* **TASK TO CARRY OUT**: Rewrite the part of the article about the Irwin family's bush-fire work starting at "There are no" and ending at "Australia right now.", switching "patients" to "animals".

* **TEXT PASSAGE**:

======

The Irwin family has helped over 90,000 animals during Australian bush fires 2 months ago

The Irwin family has helped over 90,000 animals during Australian bush fires

Incredible.

Over the last few days Australia has been ravaged by bush fires that have killed millions of animals and taken the lives of several people.

The loss of so many animals alone could have devastating effects for the Australian eco-system, even after the land recovers from the fires.

Not surprisingly the Irwin family jumped in straight away to help as many animals as possible and have managed to protect well over 90,000 animals from the bush fires.

Following in her late father Steve's footsteps, Bindi Irwin recently posted to her Instagram describing her heartbreak at the current situation in Australia and how her family plan to help;

"With so many devastating fires within Australia, my heart breaks for the people and wildlife who have lost so much. I wanted to let you know that we are SAFE.

There are no fires near us @AustraliaZoo or our conservation properties. Our Wildlife Hospital is busier than ever though, having officially treated over 90,000 patients.

My parents dedicated our Australia Zoo Wildlife Hospital to my beautiful grandmother. We will continue to honour her by being Wildlife Warriors and saving as many lives as we can."

Naturally there were a lot of messages of support from fans of Bindi and the rest of the Irwin family who have dedicated their lives to protecting wildlife;

"I can’t imagine how proud your dad would be of you and your wonderful family."

"Thank you so very much Bindi, for dedicating your entire life to helping our beautiful wildlife and conservation! It breaks my heart to see what is happening around Australia right now.

Thank you to all the amazing wildlife warriors at the Australia Zoo wildlife hospital continuously dedicating their time to helping all the beautiful animals in need. Thank you for being a voice for those who can't speak and spreading this very important message!"

Since losing her wildlife expert father Steve in 2006, Bindi, her brother Robert and mother Terri have continued his work.

======

* **ENTRIES SHOWN**:
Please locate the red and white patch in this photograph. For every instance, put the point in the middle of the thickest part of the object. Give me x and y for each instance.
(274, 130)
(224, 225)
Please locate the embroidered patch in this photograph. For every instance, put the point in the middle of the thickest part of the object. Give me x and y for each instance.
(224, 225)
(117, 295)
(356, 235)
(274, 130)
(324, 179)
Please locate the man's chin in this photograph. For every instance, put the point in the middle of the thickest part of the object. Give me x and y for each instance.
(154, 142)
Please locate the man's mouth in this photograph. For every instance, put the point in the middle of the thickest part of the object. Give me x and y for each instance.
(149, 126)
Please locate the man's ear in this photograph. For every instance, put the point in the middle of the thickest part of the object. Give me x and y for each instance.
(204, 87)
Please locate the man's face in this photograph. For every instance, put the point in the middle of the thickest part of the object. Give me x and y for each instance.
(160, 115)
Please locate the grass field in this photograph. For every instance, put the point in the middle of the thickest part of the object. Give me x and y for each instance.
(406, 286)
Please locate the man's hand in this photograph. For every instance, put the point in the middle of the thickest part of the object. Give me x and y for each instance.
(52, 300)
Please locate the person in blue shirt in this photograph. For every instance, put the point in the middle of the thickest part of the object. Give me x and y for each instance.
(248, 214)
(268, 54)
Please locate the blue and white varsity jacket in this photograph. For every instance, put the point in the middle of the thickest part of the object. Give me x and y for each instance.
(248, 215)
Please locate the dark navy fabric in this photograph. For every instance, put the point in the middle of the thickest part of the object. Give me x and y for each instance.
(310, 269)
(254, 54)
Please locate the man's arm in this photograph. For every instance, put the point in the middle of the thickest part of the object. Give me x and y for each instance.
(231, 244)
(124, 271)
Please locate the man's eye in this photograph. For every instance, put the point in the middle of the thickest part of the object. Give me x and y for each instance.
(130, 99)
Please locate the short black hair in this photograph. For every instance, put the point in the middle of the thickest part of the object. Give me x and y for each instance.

======

* **SOLUTION TO THIS EXERCISE**:
There are no fires near us @AustraliaZoo or our conservation properties. Our Wildlife Hospital is busier than ever though, having officially treated over 90,000 animals.

My parents dedicated our Australia Zoo Wildlife Hospital to my beautiful grandmother. We will continue to honour her by being Wildlife Warriors and saving as many lives as we can."

Naturally there were a lot of messages of support from fans of Bindi and the rest of the Irwin family who have dedicated their lives to protecting wildlife;

"I can’t imagine how proud your dad would be of you and your wonderful family."

"Thank you so very much Bindi, for dedicating your entire life to helping our beautiful wildlife and conservation! It breaks my heart to see what is happening around Australia right now.